Job: Copy the entries below word for word, from the start of the entries through the line containing "[335,397,471,420]", and leave the picture out of your copy.

"""

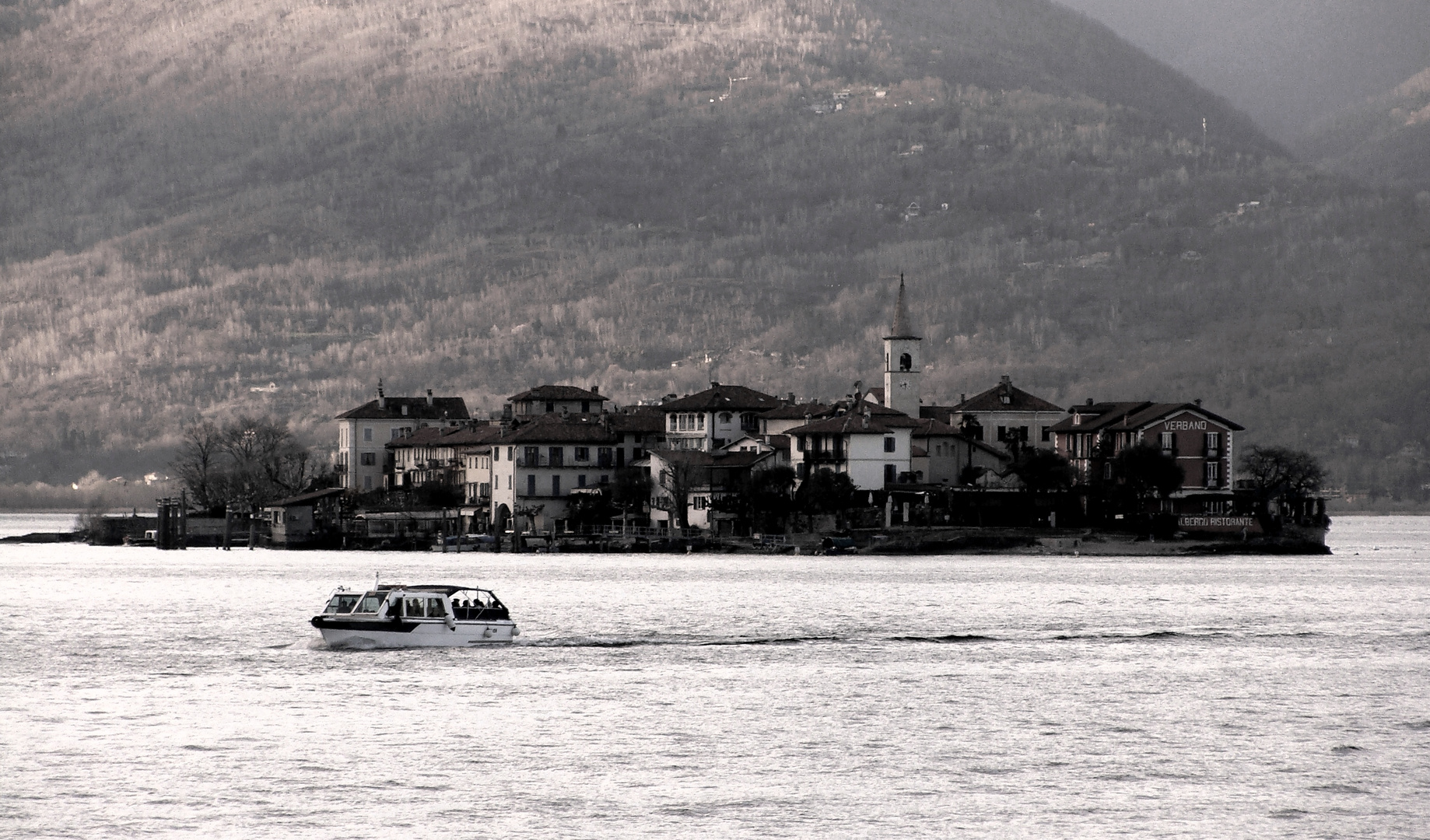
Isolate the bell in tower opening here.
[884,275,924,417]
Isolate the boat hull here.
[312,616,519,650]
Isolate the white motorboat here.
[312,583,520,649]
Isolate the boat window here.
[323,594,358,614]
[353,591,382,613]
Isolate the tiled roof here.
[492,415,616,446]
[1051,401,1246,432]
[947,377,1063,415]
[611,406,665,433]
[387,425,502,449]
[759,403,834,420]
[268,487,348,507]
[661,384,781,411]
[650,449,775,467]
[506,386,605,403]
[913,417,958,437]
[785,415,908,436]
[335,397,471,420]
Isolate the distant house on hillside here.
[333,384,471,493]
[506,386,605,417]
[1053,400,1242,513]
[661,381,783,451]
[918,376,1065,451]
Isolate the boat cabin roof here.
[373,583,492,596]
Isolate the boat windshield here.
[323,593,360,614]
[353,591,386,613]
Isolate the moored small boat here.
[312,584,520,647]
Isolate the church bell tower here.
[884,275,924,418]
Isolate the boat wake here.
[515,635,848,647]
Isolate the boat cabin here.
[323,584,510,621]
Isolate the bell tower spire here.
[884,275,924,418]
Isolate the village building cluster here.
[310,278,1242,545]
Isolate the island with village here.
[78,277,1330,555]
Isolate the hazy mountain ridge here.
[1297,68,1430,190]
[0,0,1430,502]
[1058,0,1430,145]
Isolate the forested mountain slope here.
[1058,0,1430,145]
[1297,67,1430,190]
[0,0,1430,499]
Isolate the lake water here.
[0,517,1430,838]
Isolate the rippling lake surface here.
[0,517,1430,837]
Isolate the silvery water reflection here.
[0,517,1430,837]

"""

Solution to the exercise:
Isolate the bell in tower opening here.
[884,275,924,417]
Isolate the boat hull here.
[312,616,519,650]
Isolate the white motorboat here.
[312,583,520,649]
Isolate the boat window here.
[323,594,358,614]
[353,591,382,613]
Isolate the tiled roof here.
[492,415,616,446]
[1051,401,1246,432]
[947,377,1063,415]
[611,406,665,433]
[387,425,502,449]
[759,403,834,420]
[268,487,348,507]
[661,384,781,411]
[650,449,775,467]
[506,386,605,403]
[913,417,958,437]
[785,415,908,436]
[335,397,471,420]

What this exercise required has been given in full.